- [CHALLENGE]:
Rewrite the records below with "hillside" changed to "slope" and everything else kept the same.

[start RECORDS TO USE]

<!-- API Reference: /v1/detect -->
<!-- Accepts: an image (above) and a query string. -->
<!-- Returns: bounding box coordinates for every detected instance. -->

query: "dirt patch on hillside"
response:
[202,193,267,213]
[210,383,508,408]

[end RECORDS TO USE]

- [RESULT OF THIS EXERCISE]:
<!-- API Reference: /v1/detect -->
<!-- Accepts: an image (above) and a query string. -->
<!-- Returns: bounding box coordinates for every detected instance. -->

query: "dirt patch on slope"
response:
[202,193,267,213]
[210,383,508,408]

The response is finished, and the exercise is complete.